* [What the task requires]
List every line of the records that contains the string "jacket", treating uppercase and lowercase letters as different.

* [Material for this exercise]
>>

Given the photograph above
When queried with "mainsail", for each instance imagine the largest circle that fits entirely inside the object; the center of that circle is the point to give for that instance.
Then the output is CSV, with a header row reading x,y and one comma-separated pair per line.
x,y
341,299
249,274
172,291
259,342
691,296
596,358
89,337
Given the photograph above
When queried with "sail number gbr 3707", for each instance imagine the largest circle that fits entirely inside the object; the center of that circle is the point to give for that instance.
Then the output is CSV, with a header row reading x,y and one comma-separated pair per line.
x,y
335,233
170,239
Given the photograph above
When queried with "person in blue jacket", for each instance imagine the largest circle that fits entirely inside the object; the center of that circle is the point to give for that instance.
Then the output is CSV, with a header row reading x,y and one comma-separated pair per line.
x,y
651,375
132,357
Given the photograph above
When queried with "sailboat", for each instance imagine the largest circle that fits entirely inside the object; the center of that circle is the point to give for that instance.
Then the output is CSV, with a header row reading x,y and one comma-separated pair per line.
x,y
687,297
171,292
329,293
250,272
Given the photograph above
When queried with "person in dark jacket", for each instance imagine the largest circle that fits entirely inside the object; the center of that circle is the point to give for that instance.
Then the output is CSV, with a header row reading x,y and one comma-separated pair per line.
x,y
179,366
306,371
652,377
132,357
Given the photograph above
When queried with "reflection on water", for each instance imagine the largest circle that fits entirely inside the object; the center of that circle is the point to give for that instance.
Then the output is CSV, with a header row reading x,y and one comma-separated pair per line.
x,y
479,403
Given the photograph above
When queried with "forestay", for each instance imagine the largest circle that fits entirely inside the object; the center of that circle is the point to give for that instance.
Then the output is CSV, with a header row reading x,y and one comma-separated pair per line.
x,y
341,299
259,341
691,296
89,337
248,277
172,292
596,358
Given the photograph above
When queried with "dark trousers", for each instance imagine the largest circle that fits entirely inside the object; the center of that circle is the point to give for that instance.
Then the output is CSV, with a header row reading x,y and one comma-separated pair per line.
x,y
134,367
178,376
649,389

<<
>>

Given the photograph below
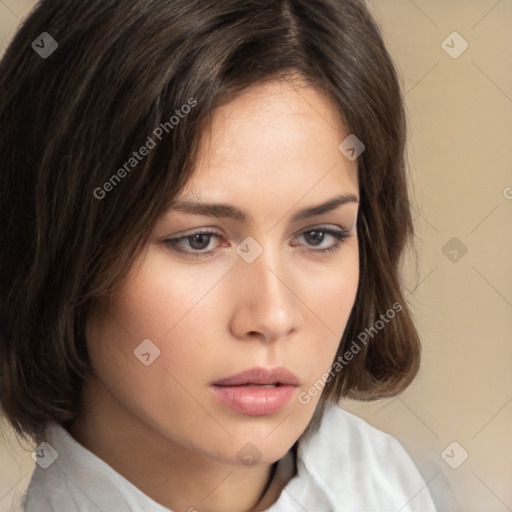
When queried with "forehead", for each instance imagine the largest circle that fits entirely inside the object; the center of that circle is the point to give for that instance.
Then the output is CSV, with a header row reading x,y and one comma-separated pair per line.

<<

* [Written answer]
When queried with "person in blue jacket", for each instance imagine the largest circle that fits entirely inside the object; the center of that circle is the point to give for that instance.
When queried with "person in dark jacket", for each instance imagine the largest circle that fits entirely inside the object; the center of that circle is the point to give for that instance.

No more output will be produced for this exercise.